*CHALLENGE*:
Rewrite part of the records below as a JSON list of strings, one string per line with blank lines left out. Begin at the line that contains "Segment black suv" and stop after the line that contains "[74, 1, 120, 28]", including both of those lines.

*DATASET RECORDS*:
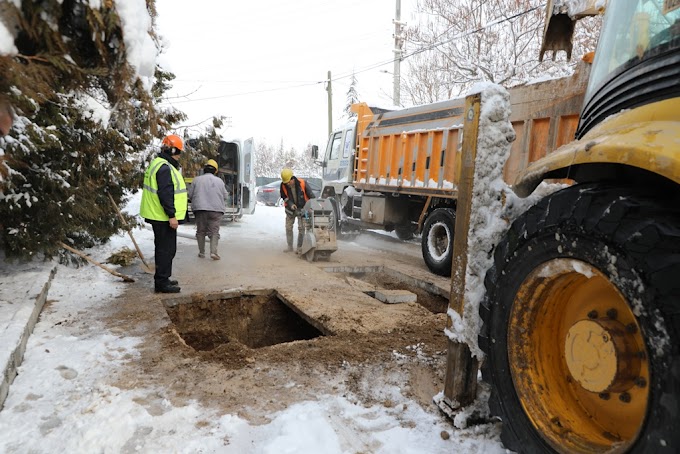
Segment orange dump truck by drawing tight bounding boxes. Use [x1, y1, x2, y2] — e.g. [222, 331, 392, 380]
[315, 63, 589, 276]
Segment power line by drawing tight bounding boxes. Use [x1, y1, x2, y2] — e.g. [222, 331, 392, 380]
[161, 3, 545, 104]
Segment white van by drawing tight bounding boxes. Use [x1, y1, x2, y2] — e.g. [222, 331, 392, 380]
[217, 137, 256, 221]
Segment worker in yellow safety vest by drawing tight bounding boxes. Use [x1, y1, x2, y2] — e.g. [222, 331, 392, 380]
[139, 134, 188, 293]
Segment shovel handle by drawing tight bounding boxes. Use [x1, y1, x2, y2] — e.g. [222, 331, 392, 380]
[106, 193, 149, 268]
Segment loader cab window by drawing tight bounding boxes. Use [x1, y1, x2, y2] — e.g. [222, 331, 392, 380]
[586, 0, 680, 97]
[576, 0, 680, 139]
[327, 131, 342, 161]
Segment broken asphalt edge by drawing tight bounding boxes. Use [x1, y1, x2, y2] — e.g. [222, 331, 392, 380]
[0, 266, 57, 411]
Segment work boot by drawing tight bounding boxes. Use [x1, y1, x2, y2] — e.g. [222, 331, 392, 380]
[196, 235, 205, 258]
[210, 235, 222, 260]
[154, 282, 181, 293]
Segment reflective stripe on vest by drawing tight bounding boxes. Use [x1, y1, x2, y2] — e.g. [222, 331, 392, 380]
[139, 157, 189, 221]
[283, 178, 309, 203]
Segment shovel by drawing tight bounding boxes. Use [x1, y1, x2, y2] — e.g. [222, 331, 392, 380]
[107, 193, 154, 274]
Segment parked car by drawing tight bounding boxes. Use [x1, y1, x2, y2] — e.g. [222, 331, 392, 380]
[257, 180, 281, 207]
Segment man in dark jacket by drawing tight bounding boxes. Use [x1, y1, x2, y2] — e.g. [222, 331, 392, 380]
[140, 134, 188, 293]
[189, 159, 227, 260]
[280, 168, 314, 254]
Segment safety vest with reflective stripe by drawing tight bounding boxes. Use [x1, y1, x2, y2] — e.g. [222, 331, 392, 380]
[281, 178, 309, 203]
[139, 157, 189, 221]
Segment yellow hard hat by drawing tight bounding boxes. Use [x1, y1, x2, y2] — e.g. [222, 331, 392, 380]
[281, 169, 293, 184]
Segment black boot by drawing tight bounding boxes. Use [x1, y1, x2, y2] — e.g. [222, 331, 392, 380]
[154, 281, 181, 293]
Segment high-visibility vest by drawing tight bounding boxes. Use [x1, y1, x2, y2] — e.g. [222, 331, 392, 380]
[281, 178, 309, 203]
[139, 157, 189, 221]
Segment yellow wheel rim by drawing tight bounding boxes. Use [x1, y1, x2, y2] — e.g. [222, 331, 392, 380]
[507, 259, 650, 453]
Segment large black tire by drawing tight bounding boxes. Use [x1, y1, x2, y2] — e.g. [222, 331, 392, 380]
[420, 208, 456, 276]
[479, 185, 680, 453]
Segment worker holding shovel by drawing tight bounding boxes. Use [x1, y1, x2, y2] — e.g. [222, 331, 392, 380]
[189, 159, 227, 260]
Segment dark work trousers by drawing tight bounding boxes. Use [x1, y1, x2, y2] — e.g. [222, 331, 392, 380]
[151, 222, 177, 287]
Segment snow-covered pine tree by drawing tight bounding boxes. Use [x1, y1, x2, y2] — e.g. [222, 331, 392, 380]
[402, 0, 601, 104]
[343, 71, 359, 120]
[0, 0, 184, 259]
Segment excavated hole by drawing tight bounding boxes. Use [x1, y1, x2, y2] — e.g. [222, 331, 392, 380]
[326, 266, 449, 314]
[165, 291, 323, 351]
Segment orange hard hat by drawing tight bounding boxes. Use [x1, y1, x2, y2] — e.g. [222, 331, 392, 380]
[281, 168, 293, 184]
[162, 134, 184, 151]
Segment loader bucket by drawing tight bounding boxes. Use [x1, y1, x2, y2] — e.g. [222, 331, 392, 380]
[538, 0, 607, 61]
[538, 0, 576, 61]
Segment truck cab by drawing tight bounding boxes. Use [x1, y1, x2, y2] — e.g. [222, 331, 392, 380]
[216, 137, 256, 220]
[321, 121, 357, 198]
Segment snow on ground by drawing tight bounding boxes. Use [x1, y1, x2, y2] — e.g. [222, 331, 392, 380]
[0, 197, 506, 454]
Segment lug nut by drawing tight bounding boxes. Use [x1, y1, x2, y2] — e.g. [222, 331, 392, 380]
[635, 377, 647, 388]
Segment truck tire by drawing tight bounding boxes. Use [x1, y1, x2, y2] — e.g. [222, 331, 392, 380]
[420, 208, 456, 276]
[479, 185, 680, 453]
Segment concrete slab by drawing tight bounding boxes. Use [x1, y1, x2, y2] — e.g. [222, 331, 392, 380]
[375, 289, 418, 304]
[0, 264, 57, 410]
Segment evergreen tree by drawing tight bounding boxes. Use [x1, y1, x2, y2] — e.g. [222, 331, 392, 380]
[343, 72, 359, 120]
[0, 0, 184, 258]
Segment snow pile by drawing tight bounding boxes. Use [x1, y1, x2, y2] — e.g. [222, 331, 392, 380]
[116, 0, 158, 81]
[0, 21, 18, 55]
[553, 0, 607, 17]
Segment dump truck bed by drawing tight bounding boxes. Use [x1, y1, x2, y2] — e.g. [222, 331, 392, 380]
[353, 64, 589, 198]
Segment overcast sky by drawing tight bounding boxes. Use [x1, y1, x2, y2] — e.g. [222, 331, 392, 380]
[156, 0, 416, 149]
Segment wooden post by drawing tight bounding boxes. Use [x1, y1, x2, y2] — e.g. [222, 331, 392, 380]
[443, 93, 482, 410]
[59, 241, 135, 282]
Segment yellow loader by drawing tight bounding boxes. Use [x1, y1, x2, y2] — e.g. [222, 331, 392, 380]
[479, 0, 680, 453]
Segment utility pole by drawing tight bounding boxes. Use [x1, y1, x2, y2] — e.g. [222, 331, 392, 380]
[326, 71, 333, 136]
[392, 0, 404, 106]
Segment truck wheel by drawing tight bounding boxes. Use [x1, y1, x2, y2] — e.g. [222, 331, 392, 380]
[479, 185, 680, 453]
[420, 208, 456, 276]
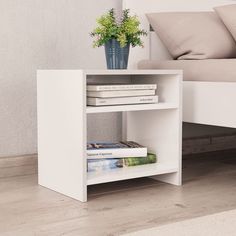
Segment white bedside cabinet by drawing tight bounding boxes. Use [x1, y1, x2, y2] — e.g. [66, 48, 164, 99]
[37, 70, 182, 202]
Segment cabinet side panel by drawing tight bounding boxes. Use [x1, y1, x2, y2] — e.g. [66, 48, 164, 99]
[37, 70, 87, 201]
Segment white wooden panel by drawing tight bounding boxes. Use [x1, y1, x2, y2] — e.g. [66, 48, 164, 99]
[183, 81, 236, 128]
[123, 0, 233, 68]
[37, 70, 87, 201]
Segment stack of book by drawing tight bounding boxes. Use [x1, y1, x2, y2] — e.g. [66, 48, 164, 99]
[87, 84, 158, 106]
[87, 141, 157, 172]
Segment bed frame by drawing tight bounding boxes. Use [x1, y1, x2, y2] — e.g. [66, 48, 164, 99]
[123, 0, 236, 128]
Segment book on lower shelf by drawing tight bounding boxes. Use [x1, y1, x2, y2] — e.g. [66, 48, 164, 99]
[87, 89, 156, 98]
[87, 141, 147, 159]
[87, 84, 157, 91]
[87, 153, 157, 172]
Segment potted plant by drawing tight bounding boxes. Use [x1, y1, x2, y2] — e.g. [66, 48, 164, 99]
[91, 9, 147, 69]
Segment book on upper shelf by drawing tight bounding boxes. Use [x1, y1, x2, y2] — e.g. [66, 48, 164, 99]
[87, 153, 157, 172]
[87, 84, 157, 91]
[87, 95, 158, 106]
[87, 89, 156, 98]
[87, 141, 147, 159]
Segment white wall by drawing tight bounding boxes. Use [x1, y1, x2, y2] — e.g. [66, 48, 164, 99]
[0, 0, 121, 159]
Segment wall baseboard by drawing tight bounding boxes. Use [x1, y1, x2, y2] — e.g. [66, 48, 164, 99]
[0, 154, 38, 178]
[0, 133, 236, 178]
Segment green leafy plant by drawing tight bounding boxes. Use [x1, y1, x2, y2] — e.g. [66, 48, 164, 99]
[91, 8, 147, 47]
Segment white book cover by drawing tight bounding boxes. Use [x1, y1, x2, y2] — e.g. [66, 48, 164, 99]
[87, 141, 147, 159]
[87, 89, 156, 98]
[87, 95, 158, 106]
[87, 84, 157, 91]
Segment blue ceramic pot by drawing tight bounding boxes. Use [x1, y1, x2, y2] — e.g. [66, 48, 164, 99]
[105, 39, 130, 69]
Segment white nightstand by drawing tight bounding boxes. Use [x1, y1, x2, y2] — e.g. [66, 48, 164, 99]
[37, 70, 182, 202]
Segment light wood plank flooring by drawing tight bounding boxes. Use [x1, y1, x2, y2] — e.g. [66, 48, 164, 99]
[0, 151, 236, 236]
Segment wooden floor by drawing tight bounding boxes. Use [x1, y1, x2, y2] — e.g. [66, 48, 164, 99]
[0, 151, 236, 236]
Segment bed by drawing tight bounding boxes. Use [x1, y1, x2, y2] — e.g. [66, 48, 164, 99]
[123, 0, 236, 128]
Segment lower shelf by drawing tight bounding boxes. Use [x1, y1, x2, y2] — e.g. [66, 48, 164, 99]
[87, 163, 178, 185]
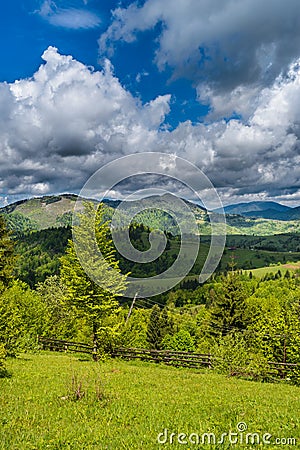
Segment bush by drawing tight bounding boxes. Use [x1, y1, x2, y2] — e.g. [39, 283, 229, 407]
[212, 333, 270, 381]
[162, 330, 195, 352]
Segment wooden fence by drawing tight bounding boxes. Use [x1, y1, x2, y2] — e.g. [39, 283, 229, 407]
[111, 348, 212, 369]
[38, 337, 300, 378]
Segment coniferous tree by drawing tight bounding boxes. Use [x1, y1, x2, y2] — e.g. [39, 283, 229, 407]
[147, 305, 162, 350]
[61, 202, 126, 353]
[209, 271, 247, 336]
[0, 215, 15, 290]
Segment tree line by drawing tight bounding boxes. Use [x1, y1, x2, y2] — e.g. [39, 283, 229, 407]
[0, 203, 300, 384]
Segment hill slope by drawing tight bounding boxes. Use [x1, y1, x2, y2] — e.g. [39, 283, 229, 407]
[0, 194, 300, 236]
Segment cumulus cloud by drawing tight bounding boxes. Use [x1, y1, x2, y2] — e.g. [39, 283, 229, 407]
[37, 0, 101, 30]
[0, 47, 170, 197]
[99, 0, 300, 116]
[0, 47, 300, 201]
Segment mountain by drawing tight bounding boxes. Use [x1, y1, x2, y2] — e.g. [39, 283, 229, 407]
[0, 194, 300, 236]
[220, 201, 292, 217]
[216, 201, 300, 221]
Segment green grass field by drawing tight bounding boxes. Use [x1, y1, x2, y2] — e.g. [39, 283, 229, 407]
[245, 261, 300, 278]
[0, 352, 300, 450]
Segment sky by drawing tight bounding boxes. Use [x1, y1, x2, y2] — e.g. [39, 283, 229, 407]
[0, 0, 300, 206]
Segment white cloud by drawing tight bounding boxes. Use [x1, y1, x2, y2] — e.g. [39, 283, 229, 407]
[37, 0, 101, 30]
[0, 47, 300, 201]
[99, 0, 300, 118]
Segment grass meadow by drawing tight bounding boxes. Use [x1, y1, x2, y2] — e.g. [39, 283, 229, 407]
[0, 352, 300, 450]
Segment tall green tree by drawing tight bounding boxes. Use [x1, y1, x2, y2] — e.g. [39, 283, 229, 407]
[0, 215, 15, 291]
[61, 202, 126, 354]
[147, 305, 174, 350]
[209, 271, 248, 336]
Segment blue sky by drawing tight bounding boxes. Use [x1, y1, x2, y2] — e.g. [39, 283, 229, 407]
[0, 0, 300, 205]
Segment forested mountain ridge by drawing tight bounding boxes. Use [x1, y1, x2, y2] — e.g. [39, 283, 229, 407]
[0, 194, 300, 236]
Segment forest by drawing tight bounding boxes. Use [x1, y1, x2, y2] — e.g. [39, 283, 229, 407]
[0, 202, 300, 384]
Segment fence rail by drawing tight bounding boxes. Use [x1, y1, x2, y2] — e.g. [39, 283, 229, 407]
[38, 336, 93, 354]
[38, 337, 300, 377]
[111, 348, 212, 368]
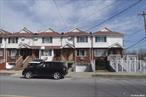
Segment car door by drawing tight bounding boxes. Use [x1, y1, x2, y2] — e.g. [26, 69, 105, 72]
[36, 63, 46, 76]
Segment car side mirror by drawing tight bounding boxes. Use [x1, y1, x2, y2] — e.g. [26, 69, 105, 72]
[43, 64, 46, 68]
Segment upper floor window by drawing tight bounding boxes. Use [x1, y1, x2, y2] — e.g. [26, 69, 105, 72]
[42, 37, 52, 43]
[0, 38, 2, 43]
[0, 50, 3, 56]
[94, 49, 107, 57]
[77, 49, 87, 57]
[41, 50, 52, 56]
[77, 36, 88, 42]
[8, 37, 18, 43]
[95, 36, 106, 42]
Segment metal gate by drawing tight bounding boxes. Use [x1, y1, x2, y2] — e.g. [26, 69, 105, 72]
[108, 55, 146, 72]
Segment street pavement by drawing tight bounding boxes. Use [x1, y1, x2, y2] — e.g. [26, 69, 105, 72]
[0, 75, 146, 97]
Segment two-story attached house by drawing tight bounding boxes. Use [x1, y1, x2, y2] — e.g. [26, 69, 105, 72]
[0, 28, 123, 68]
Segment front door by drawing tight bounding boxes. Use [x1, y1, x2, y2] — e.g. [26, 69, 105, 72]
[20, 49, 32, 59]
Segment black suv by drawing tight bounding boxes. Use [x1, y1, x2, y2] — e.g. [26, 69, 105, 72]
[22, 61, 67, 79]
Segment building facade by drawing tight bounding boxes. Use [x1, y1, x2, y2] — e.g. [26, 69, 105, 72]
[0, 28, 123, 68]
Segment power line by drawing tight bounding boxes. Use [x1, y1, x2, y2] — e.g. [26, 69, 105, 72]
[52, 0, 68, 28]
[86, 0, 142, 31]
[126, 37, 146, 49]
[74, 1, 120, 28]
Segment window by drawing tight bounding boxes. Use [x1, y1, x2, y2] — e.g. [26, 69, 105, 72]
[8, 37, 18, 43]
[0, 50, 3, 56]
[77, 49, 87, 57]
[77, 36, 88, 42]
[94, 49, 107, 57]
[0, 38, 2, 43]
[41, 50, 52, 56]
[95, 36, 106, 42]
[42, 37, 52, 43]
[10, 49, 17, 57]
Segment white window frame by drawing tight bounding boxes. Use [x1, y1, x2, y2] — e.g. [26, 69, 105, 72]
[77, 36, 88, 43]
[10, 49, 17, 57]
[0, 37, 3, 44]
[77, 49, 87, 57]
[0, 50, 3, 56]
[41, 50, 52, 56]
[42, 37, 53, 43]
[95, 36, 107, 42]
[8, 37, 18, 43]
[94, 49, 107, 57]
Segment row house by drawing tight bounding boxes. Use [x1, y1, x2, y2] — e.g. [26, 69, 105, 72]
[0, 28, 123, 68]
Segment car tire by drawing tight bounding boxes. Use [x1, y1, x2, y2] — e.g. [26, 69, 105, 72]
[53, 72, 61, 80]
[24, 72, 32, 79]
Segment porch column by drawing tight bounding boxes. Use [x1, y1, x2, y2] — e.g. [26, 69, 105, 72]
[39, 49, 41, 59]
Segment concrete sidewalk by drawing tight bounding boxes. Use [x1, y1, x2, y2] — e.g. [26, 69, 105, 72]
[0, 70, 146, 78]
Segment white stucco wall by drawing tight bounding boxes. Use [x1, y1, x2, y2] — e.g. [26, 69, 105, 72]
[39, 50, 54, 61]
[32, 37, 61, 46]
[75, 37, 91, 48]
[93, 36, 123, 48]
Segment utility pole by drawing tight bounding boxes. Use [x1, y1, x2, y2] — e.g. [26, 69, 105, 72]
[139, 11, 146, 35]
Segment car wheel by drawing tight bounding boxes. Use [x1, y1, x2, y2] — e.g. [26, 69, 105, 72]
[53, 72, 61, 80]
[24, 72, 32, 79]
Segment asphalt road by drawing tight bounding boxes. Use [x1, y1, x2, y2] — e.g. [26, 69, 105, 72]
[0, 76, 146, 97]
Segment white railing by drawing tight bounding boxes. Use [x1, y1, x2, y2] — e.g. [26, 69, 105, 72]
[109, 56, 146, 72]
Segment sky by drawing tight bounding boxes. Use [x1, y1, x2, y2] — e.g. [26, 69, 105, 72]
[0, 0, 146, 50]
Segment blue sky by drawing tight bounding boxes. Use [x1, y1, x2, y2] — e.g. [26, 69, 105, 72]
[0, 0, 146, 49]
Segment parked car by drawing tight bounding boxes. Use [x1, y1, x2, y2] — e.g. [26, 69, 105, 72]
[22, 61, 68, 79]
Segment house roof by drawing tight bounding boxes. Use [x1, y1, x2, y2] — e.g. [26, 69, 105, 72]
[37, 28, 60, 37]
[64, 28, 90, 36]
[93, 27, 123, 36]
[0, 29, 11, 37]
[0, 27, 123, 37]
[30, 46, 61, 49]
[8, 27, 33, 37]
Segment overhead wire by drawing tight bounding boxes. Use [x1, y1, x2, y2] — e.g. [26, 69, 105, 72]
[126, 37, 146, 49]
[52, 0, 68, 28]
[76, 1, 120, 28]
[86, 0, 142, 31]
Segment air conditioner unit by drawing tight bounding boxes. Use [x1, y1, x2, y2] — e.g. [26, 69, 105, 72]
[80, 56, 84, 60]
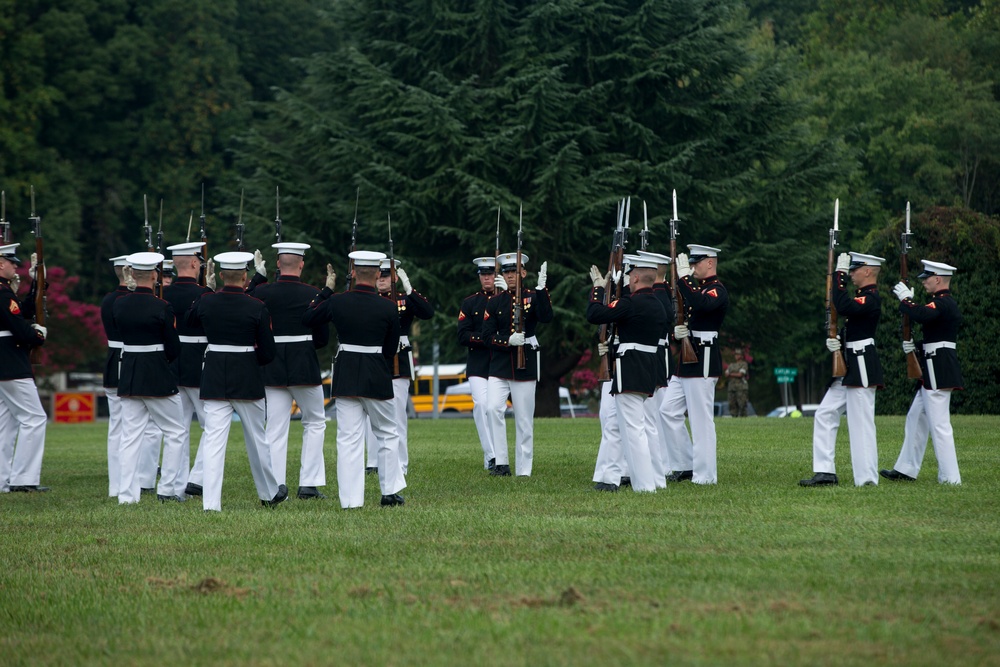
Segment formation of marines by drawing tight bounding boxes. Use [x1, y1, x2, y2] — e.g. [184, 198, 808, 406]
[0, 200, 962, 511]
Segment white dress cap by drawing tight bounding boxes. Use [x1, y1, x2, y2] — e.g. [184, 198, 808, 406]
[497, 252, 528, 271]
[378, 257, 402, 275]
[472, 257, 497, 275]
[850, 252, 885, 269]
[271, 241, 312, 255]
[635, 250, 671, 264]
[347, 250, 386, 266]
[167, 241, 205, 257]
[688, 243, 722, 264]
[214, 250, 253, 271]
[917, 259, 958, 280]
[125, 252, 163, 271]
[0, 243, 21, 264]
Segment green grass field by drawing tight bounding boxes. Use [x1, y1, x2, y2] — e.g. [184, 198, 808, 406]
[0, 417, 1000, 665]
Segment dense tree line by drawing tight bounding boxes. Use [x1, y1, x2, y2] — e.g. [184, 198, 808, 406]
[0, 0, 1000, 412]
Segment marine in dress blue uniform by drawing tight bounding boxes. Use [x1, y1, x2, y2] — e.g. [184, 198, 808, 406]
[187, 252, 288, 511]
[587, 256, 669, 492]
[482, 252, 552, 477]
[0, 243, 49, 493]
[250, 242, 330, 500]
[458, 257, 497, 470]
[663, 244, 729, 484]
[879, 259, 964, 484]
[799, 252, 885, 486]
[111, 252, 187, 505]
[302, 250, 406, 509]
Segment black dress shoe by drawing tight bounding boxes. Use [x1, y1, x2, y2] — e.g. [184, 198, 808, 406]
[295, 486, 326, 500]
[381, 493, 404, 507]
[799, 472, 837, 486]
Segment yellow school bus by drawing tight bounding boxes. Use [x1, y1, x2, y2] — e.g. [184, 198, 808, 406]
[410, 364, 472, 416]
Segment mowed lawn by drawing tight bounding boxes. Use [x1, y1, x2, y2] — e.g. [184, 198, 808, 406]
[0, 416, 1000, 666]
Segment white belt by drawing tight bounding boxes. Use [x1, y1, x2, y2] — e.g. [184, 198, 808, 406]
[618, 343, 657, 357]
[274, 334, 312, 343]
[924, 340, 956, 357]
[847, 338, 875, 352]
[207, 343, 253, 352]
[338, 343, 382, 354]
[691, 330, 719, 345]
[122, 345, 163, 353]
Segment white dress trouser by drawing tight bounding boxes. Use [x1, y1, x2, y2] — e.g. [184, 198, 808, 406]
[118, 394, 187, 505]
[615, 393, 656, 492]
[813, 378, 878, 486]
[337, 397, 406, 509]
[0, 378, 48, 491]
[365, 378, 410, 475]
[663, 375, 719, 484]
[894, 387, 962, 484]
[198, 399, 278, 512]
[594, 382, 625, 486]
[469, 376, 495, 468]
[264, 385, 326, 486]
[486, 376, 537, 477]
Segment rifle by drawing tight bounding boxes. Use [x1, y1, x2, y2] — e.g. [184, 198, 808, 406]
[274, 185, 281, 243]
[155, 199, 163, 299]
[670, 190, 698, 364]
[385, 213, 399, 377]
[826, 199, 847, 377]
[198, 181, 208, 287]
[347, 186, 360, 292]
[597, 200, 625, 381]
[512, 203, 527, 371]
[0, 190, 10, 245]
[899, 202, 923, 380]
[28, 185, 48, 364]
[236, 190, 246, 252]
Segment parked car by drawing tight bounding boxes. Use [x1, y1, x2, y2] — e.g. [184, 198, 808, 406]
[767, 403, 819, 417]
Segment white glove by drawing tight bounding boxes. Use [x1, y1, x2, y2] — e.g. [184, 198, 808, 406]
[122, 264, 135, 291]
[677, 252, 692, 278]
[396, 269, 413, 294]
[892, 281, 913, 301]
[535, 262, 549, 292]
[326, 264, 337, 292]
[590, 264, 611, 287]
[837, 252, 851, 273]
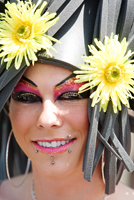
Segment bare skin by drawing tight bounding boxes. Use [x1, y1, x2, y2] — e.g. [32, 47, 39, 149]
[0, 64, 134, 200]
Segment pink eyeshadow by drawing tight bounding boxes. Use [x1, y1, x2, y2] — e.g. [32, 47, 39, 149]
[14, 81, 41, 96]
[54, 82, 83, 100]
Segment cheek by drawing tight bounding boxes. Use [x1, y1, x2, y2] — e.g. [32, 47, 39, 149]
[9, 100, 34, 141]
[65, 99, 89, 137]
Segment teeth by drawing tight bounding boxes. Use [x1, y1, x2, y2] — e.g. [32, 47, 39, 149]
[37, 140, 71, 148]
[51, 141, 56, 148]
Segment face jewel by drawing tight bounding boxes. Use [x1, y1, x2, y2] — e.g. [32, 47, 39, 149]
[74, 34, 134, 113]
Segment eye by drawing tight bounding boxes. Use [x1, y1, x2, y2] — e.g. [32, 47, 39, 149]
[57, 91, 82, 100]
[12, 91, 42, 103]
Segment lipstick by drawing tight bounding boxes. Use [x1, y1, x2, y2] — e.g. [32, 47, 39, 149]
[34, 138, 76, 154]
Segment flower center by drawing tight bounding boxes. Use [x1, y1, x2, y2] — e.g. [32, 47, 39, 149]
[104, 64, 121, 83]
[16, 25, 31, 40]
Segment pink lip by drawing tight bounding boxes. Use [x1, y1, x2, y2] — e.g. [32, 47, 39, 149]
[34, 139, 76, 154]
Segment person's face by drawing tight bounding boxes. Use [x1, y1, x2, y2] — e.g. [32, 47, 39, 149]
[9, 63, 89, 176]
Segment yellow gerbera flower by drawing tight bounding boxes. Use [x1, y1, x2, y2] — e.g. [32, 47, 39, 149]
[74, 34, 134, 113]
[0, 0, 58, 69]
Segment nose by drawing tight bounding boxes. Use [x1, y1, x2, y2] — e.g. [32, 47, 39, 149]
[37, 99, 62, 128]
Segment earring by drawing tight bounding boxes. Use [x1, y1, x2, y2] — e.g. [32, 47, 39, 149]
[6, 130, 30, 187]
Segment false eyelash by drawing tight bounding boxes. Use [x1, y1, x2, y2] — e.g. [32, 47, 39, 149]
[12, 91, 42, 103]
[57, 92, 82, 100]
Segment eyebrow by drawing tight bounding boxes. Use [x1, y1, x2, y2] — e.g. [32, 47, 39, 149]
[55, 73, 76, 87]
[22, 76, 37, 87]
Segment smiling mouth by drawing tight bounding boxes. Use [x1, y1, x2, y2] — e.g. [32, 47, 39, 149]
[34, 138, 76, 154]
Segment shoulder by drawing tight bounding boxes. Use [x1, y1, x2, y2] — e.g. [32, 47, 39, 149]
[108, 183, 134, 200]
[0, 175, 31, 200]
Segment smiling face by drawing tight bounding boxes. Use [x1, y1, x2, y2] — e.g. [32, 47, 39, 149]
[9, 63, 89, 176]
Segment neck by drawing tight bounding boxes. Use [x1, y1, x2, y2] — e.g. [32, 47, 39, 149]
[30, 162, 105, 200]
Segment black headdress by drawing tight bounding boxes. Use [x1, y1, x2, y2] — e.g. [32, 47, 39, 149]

*ANSWER TO THE PROBLEM*:
[
  "Segment black suv by drawing tight bounding boxes. Use [x1, y1, x2, y2] — e.g. [26, 69, 105, 72]",
  "[22, 61, 67, 79]",
  "Segment building facade by drawing tight bounding boxes. Use [x1, y1, x2, y2] — e.g. [26, 69, 105, 72]",
  "[0, 28, 123, 68]",
  "Segment power line by drawing tight bounding boxes. Use [x1, y1, x2, y2] — e.g. [26, 69, 105, 72]",
  "[52, 0, 68, 28]",
  "[86, 0, 142, 31]",
  "[126, 37, 146, 49]",
  "[74, 1, 120, 28]"
]